# SELECTED EXCERPT start

The goal is to capture the vertical acceleration of the point located at
the middle of the blue rod.

.. figure:: figure/cut_example.png
   :alt: A sensor has to be placed at the middle of the blue rod

   Position of the sensor

Step 1: Draw your multibody system
^^^^^^^^^^^^^^^^^^^^^^^^^^^^^^^^^^

Open the existing \*.mbs file project with MBsysPad:

-  Set back the pendulum joint to independent and the crank joint to
   dependent;
-  Add an anchor point on the rod and enter its coordinates;
-  Add a sensor to the anchor point:

   -  Click on the Sensor button;
   -  Click on the anchor point at the end of the rod;
   -  A “*S*” is added next to the anchor point;
   -  Click on the “*S*” to edit its properties and give it a name;

Step 2: Generate your multibody equations
^^^^^^^^^^^^^^^^^^^^^^^^^^^^^^^^^^^^^^^^^

Regenerate the multibody equations with the same options as previously.

Step 3: Write your user function
^^^^^^^^^^^^^^^^^^^^^^^^^^^^^^^^

Edit the *user_DrivenJoints* function to remove the imposed trajectory
of the crank. You can delete or comment the part which imposes the
trajectory of the crank.

..

   WARNING:

   Imposing the trajectory of an independent or dependent joint will
   lead to inconsistent results.

.. container:: matlab

   In matlab there are 2 options in order to store the result of a
   sensor:

   1. During the simulation in the *user_DirDyn_io function*, this is
      similar to `saving a custom quantity <./tipsAndTrick.html>`__;
   2. After the simulation, during the post-process.

   For both option the acceleration is accessible via the
   *MBS_user.resdirdyn* structure:

   -  *MBS_user.resdirdyn.tsim*: the time
   -  *MBS_user.resdirdyn.rodAccZ*: the value of the acceleration at the
      correspondig time

   **Option 1**: on-line sensor calculation

   -  Open the user_dirDyn_io function:

      -  In the ‘init’ case (“process starting”), initialize the result
         vectors.
      -  In the ‘else’ part (“process running”), calculate the sensor
         kinematics using the *mbs_comp_S_sensor* function and save the
         desired value.

   .. code:: matlab

      function [] = user_DirDyn_io(mbs_data,tsim,step,flag)
          %...

# SELECTED EXCERPT end

(THE PROBLEM) According to the sensor tutorial above, what will lead to inconsistent results?

# PROVIDED DATA start

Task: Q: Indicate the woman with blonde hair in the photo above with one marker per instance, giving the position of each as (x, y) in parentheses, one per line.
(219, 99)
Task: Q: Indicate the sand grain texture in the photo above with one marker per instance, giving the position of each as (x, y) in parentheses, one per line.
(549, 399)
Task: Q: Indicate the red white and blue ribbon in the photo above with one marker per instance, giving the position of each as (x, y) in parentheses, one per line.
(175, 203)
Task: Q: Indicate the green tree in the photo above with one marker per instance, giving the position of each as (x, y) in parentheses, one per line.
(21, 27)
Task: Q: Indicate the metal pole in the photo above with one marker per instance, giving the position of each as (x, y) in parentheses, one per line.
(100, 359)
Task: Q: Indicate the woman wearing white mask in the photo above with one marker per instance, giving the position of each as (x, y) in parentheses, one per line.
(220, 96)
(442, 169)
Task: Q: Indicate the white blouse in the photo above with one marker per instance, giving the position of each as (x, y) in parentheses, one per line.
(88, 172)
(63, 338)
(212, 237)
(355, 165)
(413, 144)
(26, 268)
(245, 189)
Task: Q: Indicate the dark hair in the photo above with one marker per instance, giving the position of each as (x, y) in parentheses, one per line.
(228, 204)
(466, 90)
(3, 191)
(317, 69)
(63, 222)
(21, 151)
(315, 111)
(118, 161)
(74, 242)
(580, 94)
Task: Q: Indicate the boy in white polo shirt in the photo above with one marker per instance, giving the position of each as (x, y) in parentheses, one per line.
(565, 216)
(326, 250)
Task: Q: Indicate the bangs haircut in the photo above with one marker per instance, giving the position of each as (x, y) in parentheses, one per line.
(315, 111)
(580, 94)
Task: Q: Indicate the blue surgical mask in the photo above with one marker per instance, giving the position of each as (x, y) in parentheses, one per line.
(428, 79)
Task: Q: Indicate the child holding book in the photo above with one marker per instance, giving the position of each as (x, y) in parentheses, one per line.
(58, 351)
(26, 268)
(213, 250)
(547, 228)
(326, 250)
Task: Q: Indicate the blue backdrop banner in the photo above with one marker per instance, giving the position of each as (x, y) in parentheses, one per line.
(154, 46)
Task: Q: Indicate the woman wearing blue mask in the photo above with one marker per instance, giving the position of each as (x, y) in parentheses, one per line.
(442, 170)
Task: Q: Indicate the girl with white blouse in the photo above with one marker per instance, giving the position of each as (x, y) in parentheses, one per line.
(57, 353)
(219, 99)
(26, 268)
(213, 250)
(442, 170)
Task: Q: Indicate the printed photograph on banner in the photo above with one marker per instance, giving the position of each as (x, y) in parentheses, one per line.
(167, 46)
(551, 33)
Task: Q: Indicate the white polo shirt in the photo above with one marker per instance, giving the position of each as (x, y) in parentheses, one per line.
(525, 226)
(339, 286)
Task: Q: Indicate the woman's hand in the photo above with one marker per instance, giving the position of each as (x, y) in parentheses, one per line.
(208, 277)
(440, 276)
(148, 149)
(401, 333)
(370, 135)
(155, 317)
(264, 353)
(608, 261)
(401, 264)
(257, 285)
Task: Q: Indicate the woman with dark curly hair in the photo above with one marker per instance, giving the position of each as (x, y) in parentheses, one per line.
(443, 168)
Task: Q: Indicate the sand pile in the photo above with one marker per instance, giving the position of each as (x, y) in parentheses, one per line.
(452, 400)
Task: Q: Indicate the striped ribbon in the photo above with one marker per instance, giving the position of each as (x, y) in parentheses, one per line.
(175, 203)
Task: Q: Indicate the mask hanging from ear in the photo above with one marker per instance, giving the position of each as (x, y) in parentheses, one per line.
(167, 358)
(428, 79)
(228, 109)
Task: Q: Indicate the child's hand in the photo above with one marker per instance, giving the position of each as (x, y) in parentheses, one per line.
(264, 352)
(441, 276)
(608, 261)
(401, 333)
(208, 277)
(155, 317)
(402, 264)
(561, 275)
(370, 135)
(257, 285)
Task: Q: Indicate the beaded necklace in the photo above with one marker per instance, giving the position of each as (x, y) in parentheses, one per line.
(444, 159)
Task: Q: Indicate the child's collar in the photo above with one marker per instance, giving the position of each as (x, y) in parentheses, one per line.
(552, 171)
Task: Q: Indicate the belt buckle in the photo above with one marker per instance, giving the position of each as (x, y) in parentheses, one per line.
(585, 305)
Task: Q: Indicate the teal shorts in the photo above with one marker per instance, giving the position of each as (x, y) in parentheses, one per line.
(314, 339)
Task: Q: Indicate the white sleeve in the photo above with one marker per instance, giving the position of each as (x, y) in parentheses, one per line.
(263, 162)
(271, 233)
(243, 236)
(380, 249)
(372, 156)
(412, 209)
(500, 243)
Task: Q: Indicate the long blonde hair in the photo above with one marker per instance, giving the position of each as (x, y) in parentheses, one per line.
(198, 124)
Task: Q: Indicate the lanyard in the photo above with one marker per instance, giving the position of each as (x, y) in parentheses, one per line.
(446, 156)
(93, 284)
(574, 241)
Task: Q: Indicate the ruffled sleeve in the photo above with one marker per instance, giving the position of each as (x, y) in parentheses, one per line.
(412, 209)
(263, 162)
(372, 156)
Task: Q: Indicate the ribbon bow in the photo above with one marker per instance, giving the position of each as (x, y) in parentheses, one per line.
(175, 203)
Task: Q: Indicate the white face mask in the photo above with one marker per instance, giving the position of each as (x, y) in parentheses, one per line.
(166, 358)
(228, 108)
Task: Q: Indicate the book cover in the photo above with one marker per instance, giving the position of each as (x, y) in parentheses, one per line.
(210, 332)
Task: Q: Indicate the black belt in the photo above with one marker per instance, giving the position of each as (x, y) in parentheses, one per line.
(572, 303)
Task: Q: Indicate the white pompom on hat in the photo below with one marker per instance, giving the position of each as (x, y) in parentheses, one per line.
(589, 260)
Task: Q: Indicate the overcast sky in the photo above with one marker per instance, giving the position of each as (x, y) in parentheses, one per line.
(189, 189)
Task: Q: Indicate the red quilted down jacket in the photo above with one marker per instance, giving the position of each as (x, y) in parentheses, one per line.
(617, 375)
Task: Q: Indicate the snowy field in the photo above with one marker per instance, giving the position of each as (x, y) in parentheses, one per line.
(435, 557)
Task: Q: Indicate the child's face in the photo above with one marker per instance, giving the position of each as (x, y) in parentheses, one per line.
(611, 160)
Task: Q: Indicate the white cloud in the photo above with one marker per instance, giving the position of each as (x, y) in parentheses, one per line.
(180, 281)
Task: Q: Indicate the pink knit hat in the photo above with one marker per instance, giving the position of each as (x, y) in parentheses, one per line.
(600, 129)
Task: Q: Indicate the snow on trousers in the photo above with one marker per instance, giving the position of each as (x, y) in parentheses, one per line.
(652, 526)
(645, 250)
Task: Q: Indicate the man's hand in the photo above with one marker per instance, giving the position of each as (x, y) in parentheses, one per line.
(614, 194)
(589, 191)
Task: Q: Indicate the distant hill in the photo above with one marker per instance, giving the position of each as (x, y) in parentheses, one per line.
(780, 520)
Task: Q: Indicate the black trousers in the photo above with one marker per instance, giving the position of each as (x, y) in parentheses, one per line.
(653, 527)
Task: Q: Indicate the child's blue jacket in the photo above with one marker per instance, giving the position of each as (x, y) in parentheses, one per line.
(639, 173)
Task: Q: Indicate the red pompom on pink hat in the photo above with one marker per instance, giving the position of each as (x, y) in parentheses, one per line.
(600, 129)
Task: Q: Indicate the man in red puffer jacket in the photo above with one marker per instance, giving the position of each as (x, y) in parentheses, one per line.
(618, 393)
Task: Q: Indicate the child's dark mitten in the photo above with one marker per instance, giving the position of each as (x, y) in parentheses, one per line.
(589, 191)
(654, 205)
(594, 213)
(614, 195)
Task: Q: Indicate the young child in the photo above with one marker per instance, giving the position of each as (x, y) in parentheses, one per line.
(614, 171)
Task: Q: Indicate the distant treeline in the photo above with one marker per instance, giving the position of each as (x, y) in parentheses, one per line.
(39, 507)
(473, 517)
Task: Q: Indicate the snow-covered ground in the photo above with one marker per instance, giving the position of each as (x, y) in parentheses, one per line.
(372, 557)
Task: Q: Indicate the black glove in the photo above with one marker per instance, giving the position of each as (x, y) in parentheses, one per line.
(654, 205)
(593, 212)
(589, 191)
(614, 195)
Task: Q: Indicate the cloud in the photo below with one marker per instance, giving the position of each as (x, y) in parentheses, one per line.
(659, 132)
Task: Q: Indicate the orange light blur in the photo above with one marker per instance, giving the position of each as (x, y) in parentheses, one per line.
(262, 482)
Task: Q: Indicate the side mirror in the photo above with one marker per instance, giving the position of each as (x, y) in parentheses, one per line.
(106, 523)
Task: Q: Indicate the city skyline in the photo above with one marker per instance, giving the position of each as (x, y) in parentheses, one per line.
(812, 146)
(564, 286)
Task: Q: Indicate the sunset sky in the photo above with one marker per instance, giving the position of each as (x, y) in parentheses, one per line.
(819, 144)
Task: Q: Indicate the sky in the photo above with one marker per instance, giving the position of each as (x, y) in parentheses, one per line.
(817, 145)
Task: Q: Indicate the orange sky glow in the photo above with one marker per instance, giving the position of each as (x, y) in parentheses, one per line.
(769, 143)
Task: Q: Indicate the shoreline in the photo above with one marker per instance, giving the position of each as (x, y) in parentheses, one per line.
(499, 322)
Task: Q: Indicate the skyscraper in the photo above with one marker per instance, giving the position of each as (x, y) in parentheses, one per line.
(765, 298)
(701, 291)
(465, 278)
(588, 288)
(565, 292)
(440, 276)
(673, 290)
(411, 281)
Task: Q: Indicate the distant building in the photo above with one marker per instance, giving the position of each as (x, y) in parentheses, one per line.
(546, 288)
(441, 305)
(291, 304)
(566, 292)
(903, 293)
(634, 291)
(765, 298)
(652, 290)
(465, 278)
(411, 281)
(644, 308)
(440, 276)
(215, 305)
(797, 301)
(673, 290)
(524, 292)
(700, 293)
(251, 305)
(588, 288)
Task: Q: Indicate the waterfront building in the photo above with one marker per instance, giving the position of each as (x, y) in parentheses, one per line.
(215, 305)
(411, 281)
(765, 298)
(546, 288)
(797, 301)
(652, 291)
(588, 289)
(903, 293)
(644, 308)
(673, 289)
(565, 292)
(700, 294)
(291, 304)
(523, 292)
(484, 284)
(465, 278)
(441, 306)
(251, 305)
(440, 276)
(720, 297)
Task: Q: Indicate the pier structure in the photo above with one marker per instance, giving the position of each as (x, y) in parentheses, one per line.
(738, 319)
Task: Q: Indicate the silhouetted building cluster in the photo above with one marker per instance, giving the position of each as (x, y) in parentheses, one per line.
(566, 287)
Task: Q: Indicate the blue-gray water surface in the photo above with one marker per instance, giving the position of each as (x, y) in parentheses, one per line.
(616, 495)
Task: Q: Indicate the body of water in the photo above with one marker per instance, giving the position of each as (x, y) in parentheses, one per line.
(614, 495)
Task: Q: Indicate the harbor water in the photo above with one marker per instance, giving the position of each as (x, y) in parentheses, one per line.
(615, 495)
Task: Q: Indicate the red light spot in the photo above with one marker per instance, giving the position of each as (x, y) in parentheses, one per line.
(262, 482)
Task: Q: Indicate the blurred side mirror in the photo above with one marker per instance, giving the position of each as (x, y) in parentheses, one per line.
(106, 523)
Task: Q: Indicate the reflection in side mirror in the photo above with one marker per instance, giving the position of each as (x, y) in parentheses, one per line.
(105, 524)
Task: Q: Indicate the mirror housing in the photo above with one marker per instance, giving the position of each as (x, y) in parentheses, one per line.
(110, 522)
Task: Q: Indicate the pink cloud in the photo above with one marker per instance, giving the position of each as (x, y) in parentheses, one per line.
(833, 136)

# PROVIDED DATA end

(COMPLETED EXERCISE) Imposing the trajectory of an independent or dependent joint.